◆ **Written problem**:
In the entries below, count the lines that contain the string "bounding", treating uppercase and lowercase as different. Reply with the number only.

◆ **Supplied records**:
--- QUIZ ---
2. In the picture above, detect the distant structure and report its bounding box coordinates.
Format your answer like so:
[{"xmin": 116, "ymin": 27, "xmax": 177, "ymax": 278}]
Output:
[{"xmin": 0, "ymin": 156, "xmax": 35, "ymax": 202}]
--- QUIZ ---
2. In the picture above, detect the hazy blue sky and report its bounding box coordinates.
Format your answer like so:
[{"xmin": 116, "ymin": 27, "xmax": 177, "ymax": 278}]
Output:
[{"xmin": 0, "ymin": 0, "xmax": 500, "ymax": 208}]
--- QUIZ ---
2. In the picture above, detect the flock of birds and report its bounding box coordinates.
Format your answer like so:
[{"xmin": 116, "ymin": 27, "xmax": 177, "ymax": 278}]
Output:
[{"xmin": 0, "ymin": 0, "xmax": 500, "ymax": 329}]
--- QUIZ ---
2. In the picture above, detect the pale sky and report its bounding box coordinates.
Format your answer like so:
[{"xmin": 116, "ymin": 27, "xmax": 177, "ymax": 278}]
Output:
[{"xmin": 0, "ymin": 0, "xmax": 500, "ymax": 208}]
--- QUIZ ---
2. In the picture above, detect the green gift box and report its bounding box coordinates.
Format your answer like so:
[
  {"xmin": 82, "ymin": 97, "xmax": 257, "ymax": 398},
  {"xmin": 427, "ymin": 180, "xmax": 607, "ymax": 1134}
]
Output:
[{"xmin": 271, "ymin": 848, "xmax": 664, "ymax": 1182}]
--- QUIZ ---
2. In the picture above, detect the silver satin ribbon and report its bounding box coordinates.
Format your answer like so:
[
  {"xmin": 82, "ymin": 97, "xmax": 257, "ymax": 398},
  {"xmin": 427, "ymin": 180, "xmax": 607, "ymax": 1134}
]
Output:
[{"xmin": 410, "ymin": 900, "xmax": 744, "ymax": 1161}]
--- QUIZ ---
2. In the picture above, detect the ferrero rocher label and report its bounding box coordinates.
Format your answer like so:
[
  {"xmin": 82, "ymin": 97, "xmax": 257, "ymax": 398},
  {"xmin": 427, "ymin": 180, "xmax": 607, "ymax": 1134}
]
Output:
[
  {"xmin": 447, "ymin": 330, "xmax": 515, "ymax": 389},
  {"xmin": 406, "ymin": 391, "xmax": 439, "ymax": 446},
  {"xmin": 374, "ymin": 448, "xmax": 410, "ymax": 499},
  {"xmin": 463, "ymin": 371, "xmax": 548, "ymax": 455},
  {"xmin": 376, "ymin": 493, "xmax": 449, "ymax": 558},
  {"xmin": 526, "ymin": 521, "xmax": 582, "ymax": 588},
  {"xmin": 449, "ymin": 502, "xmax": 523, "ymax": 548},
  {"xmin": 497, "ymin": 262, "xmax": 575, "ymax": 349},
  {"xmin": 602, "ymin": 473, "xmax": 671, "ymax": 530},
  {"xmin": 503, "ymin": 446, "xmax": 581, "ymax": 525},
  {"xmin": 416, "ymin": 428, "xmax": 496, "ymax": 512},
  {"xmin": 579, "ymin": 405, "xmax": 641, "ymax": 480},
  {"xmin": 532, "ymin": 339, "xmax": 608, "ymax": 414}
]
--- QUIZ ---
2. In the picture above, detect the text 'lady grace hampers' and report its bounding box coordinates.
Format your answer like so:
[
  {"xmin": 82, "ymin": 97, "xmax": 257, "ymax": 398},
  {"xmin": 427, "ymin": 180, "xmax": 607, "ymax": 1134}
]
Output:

◆ **Result for this exercise**:
8